=== Work request 1 ===
Transcribe a passage from the article on the Bank of England's interest rate decision below, beginning at the words "The Bank of" and stopping after the words "place across England.".
=== Work request 2 ===
Answer these questions using the article on the Bank of England's interest rate decision below:
(a) At what level did the MPC leave the standard base interest rate?
(b) What is the total of the quantitative easing programme injected into Britain's economy so far?
(c) What growth was forecast in August for the final quarter of 2020?

=== Text block ===
++++++++++
Bank of England Leaves Interest Rate Steady but Stimulus Package is Boosted

Bank of England Leaves Interest Rate Steady but Stimulus Package is Boosted

The Bank of England’s Monetary Policy Committee (MPC) met for their November meeting to discuss the current economic situation within the UK. They sought to forecast what was ahead in which to determine what action should be taken to provide support for an economy impacted by a global pandemic. The meeting resulted in a unanimous vote among the nine members to provide £150bn in the quantitative easing bond buying programme as the winter pandemic wave takes hold and another lockdown goes into place across England.

The MPC left the standard base interest rate at 0.1%. The rate was set back in March when the pandemic’s first wave took hold on the economy. It would become the lowest level for an interest rate in the Bank’s 325 plus year history. 

Purpose of the low interest rate was to push borrowing to a cheap and affordable rate to allow personal and business borrowing at a time when money was desperately needed by struggling households and businesses.

The Bank’s governor, Andrew Bailey, assured that if further stimulus was needed to support the economy that it would be provided. Forecasting for the future was connected to vast uncertainty.

Mr. Bailey stated, “The committee does not intend to tighten monetary policy at least until there is clear evidence that significant progress is being made in eliminating spare capacity and achieving the 2% inflation target sustainably.”

So far, the quantitative easing programme injected into Britain’s economy totals £895 billion.

The second wave of the pandemic with another lockdown pushed the Bank to revisit their growth prediction. In August, a cautious growth of 5.5% for the final quarter of 2020 was forecasted as the economy showed signs of quick recovery. However, that has been adjusted to a decline of 2% for the last three months of the year.

In a comparison with last year, there had been an expectation of a decline of 9.5%, but again an adjustment to forecast was made with a deeper decline now expected at 11%.

Because the MPC left the standard base rate at the continued low interest rate of 0.1%, it is expected that the mortgage lending market will continue to provide an optimistic and positive opportunity for borrowers. Many are choosing to take advantage of the low interest mortgages to climb onto the property ladder or move home. Meanwhile, homeowners are seeking remortgages to secure a low interest rate as well. 

Both home buyers and homeowners are motivated not only by cheap borrowing, but the opportunity to secure a new property to spend time at home more comfortably or to improve and upgrade the current property to better fit the new pandemic lifestyle. Mortgage and remortgage lenders and brokers are offering attractive low interest deals in which to make thriving during the pandemic a possibility.
++++++++++
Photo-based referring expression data
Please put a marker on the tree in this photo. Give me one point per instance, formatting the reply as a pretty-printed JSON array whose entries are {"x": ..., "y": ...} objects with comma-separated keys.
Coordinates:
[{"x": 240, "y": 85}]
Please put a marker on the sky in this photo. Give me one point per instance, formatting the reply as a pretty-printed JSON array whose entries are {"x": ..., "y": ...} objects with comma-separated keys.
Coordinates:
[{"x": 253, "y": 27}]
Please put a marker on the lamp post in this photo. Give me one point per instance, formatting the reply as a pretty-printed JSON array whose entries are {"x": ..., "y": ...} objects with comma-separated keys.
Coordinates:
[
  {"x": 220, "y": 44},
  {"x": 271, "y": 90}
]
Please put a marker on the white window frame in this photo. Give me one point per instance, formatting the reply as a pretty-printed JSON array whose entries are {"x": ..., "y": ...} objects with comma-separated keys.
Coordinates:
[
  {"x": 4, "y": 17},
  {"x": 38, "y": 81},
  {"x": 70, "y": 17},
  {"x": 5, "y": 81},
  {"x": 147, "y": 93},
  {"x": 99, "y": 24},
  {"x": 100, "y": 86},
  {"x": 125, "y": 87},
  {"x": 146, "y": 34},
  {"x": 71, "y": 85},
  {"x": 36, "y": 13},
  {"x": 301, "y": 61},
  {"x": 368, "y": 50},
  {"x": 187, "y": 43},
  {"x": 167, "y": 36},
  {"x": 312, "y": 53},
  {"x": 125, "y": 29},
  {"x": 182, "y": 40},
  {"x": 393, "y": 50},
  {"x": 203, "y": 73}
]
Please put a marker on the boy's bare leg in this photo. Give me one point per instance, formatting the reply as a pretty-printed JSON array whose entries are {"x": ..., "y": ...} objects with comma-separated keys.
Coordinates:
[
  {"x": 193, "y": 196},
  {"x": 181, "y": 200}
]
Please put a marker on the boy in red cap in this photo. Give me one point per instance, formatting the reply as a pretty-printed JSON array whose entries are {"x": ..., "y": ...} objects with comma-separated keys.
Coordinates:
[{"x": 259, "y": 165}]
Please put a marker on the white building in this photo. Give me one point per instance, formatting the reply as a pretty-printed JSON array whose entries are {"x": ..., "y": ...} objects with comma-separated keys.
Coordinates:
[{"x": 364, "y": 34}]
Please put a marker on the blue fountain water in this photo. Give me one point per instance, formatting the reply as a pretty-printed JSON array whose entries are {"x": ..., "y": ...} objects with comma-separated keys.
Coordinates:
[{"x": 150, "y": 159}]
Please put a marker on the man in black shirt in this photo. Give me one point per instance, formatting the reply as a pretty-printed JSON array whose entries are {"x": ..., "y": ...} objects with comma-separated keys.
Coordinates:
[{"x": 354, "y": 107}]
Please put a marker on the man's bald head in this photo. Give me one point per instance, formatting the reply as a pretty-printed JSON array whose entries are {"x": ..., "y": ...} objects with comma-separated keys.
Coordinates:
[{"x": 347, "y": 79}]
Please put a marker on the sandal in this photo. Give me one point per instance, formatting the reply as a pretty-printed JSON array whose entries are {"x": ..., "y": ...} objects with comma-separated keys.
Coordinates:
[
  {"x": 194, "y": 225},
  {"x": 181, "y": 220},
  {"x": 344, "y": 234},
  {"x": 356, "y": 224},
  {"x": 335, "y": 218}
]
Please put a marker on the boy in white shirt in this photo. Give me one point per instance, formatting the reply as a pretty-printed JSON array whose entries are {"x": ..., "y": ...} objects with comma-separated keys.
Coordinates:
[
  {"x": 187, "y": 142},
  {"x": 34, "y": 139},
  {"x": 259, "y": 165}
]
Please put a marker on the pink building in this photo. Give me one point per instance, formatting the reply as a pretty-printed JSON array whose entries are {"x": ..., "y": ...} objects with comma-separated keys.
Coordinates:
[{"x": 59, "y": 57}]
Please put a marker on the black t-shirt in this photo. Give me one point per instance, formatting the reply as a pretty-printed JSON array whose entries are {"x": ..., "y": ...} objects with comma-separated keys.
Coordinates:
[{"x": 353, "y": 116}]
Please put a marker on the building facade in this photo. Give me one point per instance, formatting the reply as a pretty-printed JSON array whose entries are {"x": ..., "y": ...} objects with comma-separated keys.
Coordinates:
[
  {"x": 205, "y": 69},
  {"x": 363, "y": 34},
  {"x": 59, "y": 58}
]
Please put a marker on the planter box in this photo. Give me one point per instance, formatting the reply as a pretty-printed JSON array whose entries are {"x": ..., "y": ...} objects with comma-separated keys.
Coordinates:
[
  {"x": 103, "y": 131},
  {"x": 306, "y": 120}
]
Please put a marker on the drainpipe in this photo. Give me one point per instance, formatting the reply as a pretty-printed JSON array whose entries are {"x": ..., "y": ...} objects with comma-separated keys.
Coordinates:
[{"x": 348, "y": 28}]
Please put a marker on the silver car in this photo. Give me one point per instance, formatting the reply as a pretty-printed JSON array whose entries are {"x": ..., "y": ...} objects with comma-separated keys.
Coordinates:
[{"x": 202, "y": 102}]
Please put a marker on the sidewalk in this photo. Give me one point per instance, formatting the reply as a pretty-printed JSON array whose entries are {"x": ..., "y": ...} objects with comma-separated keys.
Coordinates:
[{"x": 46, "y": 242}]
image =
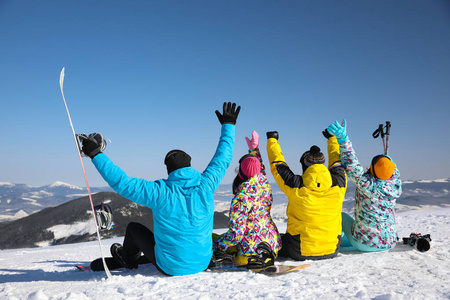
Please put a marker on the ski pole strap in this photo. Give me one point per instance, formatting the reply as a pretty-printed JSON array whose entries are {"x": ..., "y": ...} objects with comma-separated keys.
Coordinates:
[
  {"x": 388, "y": 127},
  {"x": 377, "y": 132}
]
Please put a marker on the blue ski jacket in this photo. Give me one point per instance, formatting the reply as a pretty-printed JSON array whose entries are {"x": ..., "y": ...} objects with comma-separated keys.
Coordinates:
[{"x": 182, "y": 204}]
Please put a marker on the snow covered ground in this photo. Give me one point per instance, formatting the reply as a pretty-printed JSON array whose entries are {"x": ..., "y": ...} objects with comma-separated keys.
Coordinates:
[{"x": 49, "y": 273}]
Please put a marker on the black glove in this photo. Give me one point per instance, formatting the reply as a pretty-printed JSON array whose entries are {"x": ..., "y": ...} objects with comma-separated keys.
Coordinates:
[
  {"x": 272, "y": 134},
  {"x": 326, "y": 134},
  {"x": 92, "y": 144},
  {"x": 230, "y": 113}
]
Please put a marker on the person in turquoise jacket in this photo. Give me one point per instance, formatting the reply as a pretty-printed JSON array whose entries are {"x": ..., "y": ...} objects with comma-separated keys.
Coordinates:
[{"x": 182, "y": 204}]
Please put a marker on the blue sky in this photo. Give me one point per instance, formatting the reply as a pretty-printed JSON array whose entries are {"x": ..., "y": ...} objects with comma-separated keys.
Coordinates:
[{"x": 150, "y": 74}]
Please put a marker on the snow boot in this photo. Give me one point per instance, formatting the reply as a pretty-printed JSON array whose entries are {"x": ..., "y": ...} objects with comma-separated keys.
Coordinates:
[
  {"x": 117, "y": 252},
  {"x": 221, "y": 258},
  {"x": 263, "y": 258}
]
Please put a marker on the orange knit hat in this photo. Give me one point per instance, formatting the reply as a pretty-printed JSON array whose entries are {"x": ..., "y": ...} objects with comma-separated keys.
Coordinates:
[{"x": 382, "y": 167}]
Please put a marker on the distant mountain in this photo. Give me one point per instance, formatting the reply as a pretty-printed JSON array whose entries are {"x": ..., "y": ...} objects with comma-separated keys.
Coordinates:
[
  {"x": 72, "y": 222},
  {"x": 63, "y": 212},
  {"x": 20, "y": 200}
]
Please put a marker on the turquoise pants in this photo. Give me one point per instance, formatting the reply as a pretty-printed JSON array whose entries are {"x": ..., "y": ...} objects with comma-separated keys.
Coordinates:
[{"x": 349, "y": 244}]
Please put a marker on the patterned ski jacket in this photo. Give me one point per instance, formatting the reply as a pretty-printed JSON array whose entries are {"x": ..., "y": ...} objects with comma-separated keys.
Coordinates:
[
  {"x": 250, "y": 220},
  {"x": 315, "y": 201},
  {"x": 182, "y": 204},
  {"x": 375, "y": 199}
]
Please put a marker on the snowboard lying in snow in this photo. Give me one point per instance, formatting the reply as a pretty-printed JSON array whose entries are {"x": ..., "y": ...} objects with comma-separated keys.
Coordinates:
[{"x": 272, "y": 270}]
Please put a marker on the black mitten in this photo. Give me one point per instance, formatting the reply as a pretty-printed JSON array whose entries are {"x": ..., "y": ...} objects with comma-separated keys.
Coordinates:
[
  {"x": 326, "y": 134},
  {"x": 93, "y": 144},
  {"x": 230, "y": 113}
]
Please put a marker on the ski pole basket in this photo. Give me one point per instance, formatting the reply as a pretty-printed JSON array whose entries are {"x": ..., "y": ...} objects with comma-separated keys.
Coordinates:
[
  {"x": 383, "y": 131},
  {"x": 103, "y": 216}
]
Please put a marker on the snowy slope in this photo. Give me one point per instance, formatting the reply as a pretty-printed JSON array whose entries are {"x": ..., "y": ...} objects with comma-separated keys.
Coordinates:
[{"x": 48, "y": 273}]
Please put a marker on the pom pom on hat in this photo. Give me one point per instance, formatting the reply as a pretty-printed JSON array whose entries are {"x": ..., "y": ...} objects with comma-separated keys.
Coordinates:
[
  {"x": 382, "y": 167},
  {"x": 311, "y": 157},
  {"x": 249, "y": 167}
]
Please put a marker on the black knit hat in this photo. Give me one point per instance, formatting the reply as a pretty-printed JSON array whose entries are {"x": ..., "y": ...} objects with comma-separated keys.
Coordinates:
[
  {"x": 177, "y": 159},
  {"x": 311, "y": 157}
]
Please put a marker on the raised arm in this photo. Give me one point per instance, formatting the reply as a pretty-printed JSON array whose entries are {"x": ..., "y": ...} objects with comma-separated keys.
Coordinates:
[
  {"x": 348, "y": 156},
  {"x": 215, "y": 171},
  {"x": 283, "y": 175}
]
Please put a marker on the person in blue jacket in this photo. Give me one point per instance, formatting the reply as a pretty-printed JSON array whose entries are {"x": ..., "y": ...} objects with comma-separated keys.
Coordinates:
[{"x": 182, "y": 204}]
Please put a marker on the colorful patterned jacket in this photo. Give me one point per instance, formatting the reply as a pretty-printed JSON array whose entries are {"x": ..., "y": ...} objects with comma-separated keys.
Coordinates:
[
  {"x": 250, "y": 220},
  {"x": 375, "y": 199}
]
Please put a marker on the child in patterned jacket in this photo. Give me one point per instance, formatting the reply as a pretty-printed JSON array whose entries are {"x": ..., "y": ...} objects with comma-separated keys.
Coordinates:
[
  {"x": 377, "y": 190},
  {"x": 250, "y": 220}
]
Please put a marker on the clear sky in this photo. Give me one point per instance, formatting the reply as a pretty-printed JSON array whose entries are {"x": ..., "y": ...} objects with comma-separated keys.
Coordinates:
[{"x": 150, "y": 74}]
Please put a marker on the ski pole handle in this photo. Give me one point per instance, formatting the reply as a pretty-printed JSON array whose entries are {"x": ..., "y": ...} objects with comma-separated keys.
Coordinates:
[
  {"x": 377, "y": 132},
  {"x": 388, "y": 127}
]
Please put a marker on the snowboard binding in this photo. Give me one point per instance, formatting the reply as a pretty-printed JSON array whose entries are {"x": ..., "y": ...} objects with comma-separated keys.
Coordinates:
[
  {"x": 263, "y": 258},
  {"x": 421, "y": 242},
  {"x": 103, "y": 216}
]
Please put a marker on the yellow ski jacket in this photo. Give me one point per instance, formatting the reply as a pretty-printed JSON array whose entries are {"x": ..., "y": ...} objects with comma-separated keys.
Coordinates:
[{"x": 315, "y": 201}]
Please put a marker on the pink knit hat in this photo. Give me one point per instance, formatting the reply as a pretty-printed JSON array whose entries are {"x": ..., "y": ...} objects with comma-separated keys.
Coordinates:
[{"x": 250, "y": 167}]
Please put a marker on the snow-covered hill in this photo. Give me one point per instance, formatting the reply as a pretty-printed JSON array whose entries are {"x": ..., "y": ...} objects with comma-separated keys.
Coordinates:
[
  {"x": 20, "y": 200},
  {"x": 49, "y": 273}
]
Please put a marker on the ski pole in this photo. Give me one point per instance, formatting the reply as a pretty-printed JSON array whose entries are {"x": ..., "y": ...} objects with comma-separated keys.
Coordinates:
[
  {"x": 388, "y": 128},
  {"x": 379, "y": 132},
  {"x": 61, "y": 82}
]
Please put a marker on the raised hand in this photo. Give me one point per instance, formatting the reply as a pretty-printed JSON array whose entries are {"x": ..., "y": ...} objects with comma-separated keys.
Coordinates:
[{"x": 230, "y": 113}]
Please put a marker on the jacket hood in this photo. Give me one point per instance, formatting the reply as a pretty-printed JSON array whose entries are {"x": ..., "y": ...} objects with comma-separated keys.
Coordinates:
[
  {"x": 185, "y": 177},
  {"x": 317, "y": 177}
]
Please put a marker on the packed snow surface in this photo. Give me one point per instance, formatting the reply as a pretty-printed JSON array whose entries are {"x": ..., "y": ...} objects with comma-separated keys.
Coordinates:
[{"x": 49, "y": 273}]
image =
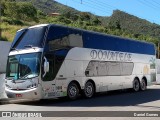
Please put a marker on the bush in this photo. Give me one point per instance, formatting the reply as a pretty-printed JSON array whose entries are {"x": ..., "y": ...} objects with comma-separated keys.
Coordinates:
[{"x": 12, "y": 21}]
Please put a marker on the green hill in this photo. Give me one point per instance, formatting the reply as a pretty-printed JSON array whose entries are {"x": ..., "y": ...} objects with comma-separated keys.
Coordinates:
[{"x": 23, "y": 13}]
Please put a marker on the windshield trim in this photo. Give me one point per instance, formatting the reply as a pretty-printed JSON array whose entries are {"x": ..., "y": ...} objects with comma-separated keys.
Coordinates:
[{"x": 17, "y": 72}]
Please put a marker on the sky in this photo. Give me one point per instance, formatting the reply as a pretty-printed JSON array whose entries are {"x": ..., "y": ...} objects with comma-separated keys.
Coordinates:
[{"x": 145, "y": 9}]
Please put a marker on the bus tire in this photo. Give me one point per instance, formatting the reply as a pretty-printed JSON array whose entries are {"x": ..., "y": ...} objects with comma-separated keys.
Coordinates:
[
  {"x": 136, "y": 85},
  {"x": 72, "y": 91},
  {"x": 89, "y": 89},
  {"x": 143, "y": 84}
]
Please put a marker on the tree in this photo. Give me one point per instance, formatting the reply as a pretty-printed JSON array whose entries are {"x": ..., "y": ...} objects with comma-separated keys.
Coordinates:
[{"x": 21, "y": 10}]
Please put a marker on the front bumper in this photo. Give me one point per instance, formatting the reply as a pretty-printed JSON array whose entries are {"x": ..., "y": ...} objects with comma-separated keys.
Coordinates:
[{"x": 34, "y": 93}]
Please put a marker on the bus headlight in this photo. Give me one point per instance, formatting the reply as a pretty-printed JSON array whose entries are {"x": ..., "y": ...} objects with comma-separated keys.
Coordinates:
[
  {"x": 7, "y": 86},
  {"x": 32, "y": 86}
]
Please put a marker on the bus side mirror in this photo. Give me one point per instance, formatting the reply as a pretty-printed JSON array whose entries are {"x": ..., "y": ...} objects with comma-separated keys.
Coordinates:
[{"x": 46, "y": 66}]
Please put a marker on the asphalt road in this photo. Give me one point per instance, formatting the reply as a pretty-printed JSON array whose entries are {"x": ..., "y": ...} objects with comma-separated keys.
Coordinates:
[{"x": 123, "y": 104}]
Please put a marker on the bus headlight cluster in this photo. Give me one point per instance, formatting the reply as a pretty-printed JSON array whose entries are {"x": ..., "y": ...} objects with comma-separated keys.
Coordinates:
[{"x": 32, "y": 86}]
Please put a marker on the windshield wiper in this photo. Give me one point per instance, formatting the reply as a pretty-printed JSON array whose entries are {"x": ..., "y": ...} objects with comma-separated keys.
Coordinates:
[
  {"x": 14, "y": 49},
  {"x": 30, "y": 46}
]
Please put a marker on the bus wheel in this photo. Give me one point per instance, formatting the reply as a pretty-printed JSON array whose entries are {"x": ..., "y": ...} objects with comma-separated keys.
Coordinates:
[
  {"x": 136, "y": 85},
  {"x": 89, "y": 89},
  {"x": 143, "y": 85},
  {"x": 72, "y": 91}
]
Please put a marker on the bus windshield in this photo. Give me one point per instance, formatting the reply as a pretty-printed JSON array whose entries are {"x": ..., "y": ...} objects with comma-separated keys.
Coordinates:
[{"x": 23, "y": 66}]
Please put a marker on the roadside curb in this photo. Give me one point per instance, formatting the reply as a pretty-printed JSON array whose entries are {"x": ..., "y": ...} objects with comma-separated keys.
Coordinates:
[{"x": 4, "y": 101}]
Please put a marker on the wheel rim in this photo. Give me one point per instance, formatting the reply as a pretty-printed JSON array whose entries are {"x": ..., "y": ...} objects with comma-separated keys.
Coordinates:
[
  {"x": 89, "y": 90},
  {"x": 73, "y": 91},
  {"x": 136, "y": 85},
  {"x": 143, "y": 85}
]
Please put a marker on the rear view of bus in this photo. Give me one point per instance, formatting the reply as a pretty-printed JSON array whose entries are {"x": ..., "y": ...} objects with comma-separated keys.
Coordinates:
[{"x": 50, "y": 61}]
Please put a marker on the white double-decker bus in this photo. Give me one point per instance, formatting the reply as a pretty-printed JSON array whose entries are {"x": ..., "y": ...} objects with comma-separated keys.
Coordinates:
[{"x": 49, "y": 61}]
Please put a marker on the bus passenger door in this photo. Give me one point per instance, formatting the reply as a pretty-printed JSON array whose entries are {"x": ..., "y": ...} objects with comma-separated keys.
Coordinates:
++++++++++
=== Written solution 1 ===
The Bank of England’s Monetary Policy Committee (MPC) met for their November meeting to discuss the current economic situation within the UK. They sought to forecast what was ahead in which to determine what action should be taken to provide support for an economy impacted by a global pandemic. The meeting resulted in a unanimous vote among the nine members to provide £150bn in the quantitative easing bond buying programme as the winter pandemic wave takes hold and another lockdown goes into place across England.

=== Written solution 2 ===
(a) 0.1%
(b) £895 billion
(c) 5.5%